Stated goal: Please reproduce each of the entries below line for line, with no change to the wording, and leave out the pictures.

══════════════════════════════

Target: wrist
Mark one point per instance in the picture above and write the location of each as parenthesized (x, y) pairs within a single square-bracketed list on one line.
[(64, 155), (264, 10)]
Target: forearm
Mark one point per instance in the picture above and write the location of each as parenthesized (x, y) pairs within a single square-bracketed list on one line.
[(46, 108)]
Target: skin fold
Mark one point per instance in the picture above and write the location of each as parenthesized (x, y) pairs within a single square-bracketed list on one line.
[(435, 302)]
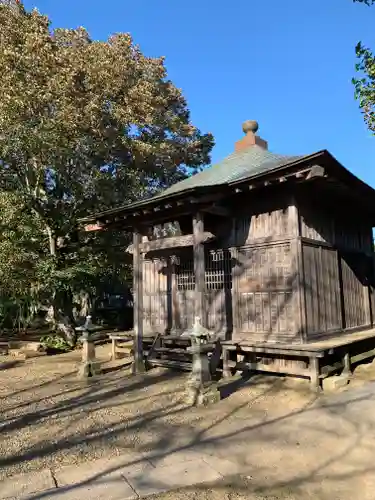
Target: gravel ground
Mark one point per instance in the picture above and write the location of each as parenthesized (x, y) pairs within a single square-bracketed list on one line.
[(49, 419)]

══════════════════════════════

Correct response:
Target: wrist
Mark one point per instance in the picture above and write the location of each as parenthesized (x, y) pairs within a single square-bracketed list on one line.
[(64, 155), (264, 10)]
Target: forearm
Mark one point per instance in the picture above and write the location of each as parenthesized (x, y) pairs within a single square-bracketed list on one line.
[(46, 108)]
Target: skin fold
Mark one point per instance in the picture above and write the location of each as parenthesized (x, y) pairs within a single square-bracketed list on one line.
[(435, 302)]
Target: gravel ground
Mark one point per instance in the picture above and write the location of each as parenthesized (x, y) pairs within a single square-bracketed list on one line.
[(49, 419)]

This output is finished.